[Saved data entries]
*****

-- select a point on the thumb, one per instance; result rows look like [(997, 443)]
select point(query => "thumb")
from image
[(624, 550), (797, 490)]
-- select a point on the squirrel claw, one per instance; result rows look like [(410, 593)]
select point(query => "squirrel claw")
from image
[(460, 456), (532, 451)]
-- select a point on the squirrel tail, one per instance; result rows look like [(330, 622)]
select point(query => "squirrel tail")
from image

*****

» Task requirements:
Rewrite the data above, replacing each "squirrel" with "chipmunk" and leaving everything else as it is.

» Exercise response:
-- select a point on the thumb, one per instance; result rows look like [(997, 443)]
select point(query => "thumb")
from image
[(624, 550), (797, 490)]
-- select a point on the chipmunk claw, one per instance; result rows look like [(410, 593)]
select point(query => "chipmunk claw")
from image
[(460, 456), (532, 451)]
-- select a point on the chipmunk tail, one per instance; result rows look like [(330, 622)]
select point(query => "chipmunk tail")
from image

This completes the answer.